- [SUPPLIED ENTRIES]
-- START --

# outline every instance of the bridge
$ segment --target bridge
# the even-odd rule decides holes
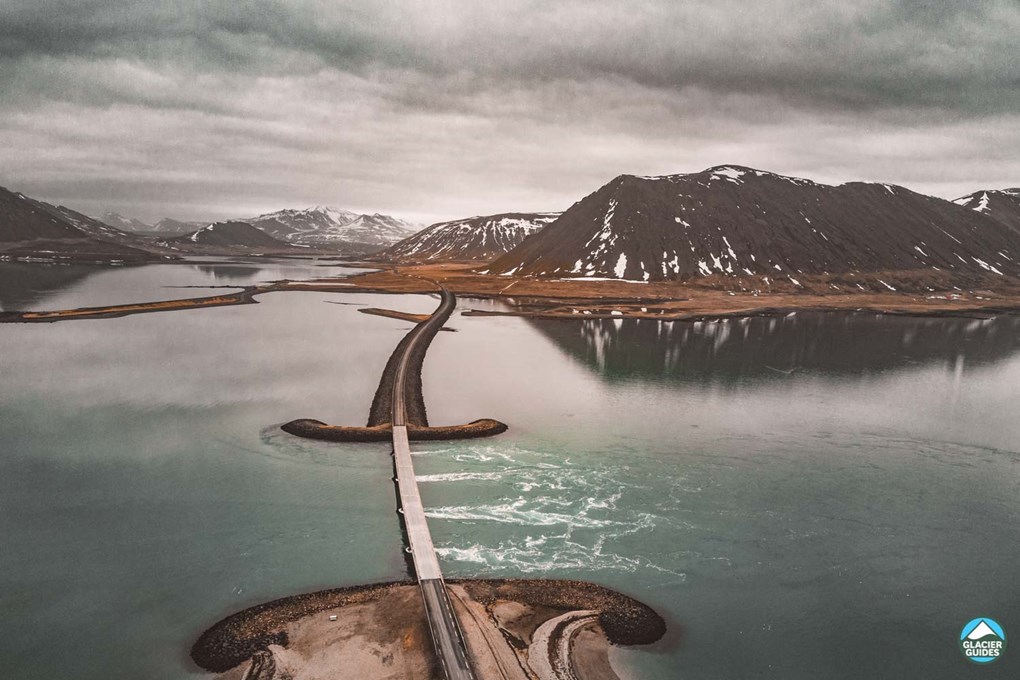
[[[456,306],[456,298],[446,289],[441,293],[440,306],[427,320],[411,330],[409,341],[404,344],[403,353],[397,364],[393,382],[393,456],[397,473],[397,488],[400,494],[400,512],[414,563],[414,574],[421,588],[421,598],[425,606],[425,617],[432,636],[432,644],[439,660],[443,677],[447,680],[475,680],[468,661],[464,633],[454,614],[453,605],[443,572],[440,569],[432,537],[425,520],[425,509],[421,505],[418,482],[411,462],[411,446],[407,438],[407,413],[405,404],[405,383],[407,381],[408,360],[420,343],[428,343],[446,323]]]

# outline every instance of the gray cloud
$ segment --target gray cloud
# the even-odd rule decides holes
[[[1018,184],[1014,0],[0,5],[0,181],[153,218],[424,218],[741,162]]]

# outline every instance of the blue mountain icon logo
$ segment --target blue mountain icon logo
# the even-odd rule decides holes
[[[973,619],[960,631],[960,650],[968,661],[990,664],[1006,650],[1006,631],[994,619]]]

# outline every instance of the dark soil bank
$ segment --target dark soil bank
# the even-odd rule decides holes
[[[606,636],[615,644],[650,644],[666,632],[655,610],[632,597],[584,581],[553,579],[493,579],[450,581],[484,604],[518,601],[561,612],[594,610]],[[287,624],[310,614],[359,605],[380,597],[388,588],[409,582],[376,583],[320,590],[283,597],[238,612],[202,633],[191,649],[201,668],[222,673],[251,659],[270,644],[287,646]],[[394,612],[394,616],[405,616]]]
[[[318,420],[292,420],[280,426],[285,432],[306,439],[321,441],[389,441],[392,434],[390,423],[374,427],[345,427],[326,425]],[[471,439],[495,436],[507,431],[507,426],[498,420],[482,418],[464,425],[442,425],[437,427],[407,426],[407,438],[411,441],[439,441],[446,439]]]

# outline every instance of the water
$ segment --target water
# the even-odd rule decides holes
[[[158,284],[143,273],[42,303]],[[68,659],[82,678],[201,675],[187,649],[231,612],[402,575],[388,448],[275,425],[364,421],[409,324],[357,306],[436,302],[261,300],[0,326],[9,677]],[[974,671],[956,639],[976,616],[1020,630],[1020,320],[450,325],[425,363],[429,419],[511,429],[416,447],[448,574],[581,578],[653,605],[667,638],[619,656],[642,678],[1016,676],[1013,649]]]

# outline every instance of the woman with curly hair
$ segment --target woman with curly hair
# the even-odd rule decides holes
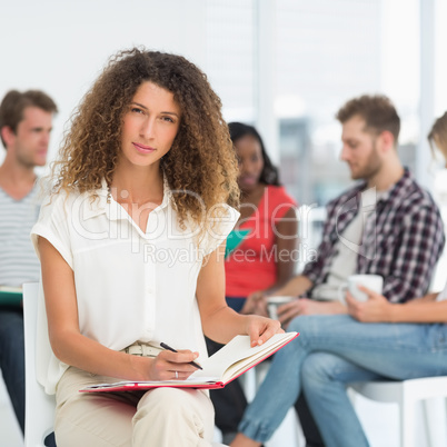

-- END --
-- START --

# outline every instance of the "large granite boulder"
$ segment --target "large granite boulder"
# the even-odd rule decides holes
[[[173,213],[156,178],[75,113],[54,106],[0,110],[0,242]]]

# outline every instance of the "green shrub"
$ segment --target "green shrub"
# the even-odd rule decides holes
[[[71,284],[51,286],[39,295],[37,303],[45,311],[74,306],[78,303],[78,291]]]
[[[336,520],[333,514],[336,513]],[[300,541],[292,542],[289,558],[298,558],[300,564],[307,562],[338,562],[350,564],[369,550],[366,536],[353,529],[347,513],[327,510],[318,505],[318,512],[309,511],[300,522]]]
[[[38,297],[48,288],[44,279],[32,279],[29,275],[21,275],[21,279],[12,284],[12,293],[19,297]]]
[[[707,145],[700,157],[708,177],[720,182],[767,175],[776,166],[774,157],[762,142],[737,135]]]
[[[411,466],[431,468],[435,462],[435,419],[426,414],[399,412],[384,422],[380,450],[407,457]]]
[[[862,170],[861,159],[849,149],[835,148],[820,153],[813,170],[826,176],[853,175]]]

-- END --

- [STATED PROBLEM] Gather every line of the material that contains the string "bridge", matching case exactly.

- [TASK RESULT]
# outline every instance of the bridge
$ segment --target bridge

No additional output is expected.